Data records
------

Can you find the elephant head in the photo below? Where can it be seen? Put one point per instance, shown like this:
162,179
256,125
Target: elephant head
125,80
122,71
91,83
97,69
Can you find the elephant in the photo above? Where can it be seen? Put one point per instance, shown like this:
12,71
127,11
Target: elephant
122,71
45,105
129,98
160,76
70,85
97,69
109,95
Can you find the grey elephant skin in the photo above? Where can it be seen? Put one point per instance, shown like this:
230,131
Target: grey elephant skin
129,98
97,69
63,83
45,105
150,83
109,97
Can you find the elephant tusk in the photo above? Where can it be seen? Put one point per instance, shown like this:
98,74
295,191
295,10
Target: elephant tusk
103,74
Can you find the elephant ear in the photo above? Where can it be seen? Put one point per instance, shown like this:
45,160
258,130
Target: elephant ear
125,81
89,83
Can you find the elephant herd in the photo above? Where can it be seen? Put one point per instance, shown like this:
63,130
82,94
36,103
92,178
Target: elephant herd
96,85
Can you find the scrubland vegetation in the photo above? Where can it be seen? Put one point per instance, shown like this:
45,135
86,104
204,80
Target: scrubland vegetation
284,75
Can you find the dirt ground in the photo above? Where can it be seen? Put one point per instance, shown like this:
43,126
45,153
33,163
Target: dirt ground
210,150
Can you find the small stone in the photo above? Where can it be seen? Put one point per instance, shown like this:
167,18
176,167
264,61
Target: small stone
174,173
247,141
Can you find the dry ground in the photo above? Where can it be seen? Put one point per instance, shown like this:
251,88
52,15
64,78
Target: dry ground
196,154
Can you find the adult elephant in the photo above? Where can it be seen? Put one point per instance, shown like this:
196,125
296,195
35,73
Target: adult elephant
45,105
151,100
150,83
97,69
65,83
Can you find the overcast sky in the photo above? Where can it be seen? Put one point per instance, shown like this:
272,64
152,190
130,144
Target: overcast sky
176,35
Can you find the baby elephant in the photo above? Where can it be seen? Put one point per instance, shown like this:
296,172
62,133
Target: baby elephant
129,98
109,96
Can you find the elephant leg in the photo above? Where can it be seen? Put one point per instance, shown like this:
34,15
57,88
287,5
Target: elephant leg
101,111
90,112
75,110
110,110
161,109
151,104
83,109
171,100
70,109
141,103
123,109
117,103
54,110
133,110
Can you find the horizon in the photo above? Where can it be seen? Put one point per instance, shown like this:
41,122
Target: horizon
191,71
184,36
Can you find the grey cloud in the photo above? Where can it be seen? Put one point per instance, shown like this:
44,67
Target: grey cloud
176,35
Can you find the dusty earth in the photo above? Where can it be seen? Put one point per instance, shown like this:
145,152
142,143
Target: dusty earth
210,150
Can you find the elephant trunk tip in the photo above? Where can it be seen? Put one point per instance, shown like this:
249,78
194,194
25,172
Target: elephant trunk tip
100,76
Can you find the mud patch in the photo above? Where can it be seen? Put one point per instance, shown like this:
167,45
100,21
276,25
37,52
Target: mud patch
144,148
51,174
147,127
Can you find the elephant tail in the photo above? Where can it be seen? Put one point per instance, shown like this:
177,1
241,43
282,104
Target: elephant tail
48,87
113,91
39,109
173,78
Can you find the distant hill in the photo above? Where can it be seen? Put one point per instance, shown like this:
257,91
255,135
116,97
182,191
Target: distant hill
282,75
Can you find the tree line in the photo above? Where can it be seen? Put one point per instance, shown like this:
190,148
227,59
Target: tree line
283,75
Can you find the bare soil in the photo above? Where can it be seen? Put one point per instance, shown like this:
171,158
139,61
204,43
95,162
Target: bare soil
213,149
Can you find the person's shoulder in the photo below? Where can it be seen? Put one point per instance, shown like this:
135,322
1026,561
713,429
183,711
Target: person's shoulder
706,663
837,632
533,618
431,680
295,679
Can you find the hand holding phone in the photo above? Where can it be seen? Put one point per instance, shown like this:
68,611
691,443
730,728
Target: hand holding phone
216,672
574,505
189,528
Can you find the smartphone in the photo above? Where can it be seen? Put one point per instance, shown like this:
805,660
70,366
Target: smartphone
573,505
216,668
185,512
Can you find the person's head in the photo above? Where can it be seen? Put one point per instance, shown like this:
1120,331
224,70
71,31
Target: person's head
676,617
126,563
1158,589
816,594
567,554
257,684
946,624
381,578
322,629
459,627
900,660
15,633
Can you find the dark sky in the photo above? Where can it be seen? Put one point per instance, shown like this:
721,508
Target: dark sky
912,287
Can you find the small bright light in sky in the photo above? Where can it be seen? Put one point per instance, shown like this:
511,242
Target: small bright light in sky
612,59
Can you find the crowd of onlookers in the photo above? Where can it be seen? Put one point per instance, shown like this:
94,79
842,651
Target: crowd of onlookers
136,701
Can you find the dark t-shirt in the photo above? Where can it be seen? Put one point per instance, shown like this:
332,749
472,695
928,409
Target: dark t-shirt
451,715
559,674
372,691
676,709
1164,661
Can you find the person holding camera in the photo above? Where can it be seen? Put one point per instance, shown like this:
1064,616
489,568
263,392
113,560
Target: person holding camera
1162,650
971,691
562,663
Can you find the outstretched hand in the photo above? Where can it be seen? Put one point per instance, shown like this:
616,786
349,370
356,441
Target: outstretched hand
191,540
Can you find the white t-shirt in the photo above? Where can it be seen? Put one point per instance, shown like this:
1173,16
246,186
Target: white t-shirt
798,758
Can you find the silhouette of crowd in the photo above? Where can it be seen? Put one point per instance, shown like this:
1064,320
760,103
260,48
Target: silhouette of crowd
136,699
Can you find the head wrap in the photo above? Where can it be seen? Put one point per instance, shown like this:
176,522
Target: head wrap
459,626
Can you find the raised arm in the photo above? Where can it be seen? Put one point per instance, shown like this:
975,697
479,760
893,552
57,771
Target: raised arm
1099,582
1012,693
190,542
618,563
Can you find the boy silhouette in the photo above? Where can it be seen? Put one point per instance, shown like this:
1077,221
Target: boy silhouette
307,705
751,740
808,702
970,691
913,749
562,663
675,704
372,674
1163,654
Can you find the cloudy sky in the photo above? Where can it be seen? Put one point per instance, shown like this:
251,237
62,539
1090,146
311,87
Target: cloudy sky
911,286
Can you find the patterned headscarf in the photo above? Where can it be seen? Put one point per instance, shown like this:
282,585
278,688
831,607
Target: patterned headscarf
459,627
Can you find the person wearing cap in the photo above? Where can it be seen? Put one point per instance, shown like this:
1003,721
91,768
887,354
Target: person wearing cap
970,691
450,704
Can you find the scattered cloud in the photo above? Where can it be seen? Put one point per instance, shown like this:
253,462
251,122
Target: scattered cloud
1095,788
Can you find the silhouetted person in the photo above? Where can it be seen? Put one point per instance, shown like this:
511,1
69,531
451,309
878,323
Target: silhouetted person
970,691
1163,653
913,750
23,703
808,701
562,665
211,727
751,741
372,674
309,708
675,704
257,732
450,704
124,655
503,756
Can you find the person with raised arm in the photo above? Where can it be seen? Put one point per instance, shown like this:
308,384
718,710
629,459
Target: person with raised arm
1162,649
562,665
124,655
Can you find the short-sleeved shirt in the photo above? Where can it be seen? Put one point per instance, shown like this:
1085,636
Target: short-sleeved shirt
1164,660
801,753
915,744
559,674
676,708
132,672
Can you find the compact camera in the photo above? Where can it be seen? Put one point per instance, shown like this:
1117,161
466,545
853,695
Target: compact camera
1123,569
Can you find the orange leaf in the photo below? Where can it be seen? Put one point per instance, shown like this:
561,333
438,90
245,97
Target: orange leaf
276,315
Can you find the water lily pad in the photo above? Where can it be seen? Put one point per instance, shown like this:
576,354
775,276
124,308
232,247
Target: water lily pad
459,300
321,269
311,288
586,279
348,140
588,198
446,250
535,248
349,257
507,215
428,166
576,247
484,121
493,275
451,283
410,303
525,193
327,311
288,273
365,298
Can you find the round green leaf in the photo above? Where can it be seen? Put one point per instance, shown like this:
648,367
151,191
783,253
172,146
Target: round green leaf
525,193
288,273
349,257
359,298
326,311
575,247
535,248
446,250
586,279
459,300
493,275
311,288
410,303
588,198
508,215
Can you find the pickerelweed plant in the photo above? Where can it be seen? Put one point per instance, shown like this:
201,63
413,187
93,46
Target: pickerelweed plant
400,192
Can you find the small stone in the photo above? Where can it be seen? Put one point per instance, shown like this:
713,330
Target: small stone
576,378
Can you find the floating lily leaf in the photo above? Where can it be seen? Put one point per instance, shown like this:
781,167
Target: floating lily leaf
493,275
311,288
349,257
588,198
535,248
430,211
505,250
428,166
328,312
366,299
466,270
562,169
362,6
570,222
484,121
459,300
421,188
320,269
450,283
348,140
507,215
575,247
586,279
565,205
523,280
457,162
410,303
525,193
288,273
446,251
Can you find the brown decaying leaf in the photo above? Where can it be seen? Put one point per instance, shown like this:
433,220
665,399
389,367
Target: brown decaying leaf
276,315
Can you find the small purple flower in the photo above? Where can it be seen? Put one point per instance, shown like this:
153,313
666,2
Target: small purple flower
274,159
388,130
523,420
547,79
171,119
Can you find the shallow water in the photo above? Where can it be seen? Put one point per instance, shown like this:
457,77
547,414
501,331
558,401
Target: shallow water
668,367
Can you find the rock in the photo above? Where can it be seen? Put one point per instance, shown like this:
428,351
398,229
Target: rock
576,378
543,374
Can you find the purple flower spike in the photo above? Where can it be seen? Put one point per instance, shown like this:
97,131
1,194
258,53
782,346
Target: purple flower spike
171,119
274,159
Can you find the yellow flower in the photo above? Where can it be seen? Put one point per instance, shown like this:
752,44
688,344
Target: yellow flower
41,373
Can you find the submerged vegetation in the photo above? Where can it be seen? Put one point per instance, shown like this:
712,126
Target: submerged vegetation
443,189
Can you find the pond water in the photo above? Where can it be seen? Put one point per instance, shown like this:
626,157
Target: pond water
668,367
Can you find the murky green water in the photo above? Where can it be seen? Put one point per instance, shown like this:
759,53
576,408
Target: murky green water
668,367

------

▸ **Work request**:
The answer should be a single number: how many lines of the entries hold "below".

▸ **Answer to this task**:
3